• EXCERPT PROVIDED

****

In Downtown Brooklyn, a difference of opinion on the BQX
Since its inception in February, Mayor Bill de Blasio’s proposed $2.5 billion Brooklyn Queens Connector (BQX) streetcar line has been a hot topic of discussion.
The trolley, which would run from Sunset Park to Astoria, Queens, has been praised by some as a necessary step towards serving transit-starved communities, but it has also been criticized by others who believe that the project is fueled by developers and is a waste of money.
The line’s proposed route would run from Sunset Park through Gowanus, Red Hook, Cobble Hill, Brooklyn Heights, Downtown Brooklyn, DUMBO, Vinegar Hill, the Navy Yard, Williamsburg and Greenpoint before entering Long Island City and Astoria.
Downtown Brooklyn is one of the neighborhoods along the streetcar’s proposed corridor where a difference of opinion exists between constituents.
For example, a collection of 14 Community Board 2 (CB2) businesses, advocacy organizations, higher education institutions, nonprofits and groups recently wrote a letter to CB2’s members stating their support for the BQX.
“We are writing to express our strong support for the proposed Brooklyn Queens Connector streetcar,” the organizations wrote. “The BQX will connect NYCHA residents to growing job centers, college students to their campuses, waterfront residents to better transit and the sick and elderly to critical medical services.
“All while increasing foot traffic to the shops and stores along the route. And it will bring audiences from all over the city to our venues for performances, classes, film screenings and museum/gallery visits,” the letter said.
The groups that expressed their support for the BQX in the letter are: Agger Fish Corp, St. Ann’s Warehouse, Pensa, Downtown Brooklyn Partnership, Cadman Towers Inc., Flocabulary, United Photo Industries, Brooklyn Law School, Theatre for a New Audience, BRIC, Brooklyn Chamber of Commerce, DUMBO Improvement District, Gleason’s Gym and Brooklyn Education Innovation Network.

****

Collection entries

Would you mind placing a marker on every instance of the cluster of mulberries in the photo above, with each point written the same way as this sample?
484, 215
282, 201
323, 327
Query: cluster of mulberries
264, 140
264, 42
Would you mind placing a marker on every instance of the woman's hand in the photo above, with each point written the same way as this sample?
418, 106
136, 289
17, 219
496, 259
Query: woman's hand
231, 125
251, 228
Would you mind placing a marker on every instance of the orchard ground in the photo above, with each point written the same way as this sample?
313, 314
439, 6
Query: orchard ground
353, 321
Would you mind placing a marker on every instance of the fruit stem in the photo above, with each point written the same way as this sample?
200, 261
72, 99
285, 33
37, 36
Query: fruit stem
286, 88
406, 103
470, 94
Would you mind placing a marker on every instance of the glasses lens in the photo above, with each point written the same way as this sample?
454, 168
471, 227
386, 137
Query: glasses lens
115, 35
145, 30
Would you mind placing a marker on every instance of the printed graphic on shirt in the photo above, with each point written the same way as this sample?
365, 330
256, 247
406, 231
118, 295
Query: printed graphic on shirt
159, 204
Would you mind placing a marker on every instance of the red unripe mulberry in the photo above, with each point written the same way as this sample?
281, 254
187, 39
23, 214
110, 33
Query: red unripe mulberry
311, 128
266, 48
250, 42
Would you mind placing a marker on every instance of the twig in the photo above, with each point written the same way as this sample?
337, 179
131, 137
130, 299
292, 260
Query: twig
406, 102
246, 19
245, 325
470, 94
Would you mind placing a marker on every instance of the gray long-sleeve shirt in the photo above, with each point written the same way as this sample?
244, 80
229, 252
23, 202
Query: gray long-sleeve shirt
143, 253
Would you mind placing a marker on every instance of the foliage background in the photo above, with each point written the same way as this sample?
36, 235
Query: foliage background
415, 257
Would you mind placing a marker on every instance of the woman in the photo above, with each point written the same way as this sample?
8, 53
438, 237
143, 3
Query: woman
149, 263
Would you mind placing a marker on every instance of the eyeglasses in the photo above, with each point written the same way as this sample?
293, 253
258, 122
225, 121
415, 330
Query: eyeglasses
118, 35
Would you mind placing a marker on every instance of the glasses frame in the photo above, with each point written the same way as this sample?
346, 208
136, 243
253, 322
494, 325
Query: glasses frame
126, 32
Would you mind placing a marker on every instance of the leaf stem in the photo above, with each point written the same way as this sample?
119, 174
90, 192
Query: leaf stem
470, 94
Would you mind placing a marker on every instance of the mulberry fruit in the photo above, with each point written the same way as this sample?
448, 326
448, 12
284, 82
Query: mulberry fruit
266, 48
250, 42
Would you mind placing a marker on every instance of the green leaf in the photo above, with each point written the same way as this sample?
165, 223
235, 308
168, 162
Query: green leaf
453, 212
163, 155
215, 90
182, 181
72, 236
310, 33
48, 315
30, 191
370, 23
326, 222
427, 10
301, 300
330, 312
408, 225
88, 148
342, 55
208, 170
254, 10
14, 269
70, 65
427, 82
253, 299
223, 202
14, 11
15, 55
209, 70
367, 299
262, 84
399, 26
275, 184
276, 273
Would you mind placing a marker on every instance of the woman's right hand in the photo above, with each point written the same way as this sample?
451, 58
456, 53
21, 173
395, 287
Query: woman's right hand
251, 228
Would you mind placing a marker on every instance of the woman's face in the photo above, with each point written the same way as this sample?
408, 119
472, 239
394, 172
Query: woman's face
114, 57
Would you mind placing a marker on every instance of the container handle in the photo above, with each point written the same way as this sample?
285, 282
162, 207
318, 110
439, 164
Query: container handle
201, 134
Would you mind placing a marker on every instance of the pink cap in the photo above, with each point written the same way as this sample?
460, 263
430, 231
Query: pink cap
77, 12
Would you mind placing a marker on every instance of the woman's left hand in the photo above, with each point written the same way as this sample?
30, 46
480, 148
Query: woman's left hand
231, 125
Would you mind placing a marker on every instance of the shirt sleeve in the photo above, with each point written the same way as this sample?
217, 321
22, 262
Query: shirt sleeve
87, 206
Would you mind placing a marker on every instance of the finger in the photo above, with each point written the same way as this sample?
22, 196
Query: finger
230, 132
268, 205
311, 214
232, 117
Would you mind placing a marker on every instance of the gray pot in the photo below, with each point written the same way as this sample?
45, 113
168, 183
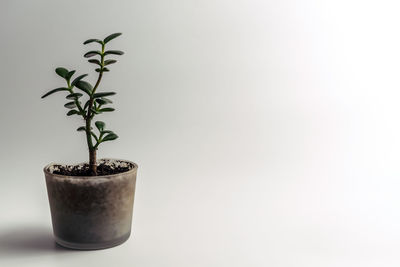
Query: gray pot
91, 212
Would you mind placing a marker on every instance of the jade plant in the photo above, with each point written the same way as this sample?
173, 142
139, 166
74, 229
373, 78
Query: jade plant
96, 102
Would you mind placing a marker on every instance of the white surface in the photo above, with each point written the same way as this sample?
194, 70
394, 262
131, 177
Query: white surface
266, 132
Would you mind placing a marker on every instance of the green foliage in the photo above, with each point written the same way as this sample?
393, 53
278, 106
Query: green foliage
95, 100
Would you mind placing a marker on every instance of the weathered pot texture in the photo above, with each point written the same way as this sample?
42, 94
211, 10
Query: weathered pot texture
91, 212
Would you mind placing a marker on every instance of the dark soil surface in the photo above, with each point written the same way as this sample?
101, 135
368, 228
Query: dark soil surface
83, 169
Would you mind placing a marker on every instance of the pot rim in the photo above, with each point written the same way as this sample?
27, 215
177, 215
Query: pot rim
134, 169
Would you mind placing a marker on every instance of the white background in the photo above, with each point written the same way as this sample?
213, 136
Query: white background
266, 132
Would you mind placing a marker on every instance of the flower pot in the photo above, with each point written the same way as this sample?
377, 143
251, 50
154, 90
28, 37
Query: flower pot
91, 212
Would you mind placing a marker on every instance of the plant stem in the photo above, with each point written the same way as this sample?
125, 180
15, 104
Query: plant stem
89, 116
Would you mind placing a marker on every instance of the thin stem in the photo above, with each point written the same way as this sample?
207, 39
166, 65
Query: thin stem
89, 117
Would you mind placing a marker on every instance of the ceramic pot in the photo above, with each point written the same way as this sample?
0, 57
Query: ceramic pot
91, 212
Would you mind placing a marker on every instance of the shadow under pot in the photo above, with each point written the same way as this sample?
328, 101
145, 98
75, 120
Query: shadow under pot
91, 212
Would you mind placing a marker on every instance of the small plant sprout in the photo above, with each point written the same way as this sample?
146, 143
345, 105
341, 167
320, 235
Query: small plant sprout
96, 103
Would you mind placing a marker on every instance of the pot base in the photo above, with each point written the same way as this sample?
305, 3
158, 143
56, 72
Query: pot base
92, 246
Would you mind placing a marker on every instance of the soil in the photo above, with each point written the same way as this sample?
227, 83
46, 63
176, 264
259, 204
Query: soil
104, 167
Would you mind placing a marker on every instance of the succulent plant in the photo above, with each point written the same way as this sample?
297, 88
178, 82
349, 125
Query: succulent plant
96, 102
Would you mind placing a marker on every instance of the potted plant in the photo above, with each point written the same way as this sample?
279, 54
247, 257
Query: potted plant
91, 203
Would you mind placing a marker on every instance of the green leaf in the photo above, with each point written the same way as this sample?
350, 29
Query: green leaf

****

• APPLY WHAT YOU READ
1. In the BQX article, what are the two endpoints of the proposed streetcar route?
2. Continue the article about the BQX streetcar debate from its last sentence.
This material comes from a different source than the article.

• PER-TASK ANSWERS
1. Sunset Park and Astoria, Queens.

2.
Alternatively, residents of the neighborhood gathered at Long Island University’s Brooklyn campus on Nov. 15 for a CB2 Transportation Committee Meeting to argue that the BQX is not desired, mentioning the enormous cost to taxpayers, the loss of parking spaces and the disruption of traffic.
Although no route through Downtown Brooklyn has officially been chosen yet, four possible paths were suggested at the November meeting. The BQX could run down Adams Street/Boerum Place, Joralemon Street, Court Street or Atlantic Avenue.
“When you’re getting the subway connections, you’re moving away from the waterfront,” CB2 Transportation Committee member John Quint told Gothamist at the meeting. “Aren’t you losing the whole concept which was to serve the underserved community?”
“We’re trying to connect to places that are already congested,” CB2 member Doreen Gallo told Gothamist. “It sounds like it’s the developer saying, ‘We’ve got to connect DUMBO.'”
Residents also expressed their concern at the meeting that the BQX’s planned route could conflict with future plans to repair the Brooklyn-Queens Expressway’s derelict triple cantilever underneath the Brooklyn Heights Promenade.
“It’s still early,” CB2 District Manager Robert Perris told the Brooklyn Eagle on Wednesday. “The team is still working on figuring out a route and I think where that goes will very much affect people’s opinions, both potentially pro and con.
“We haven’t taken a formal position,” he continued. “We have some members who feel very strongly in opposition … For the most part, board members individually are still taking a wait-and-see approach to this because it’s still so conceptual at this point, so schematic.”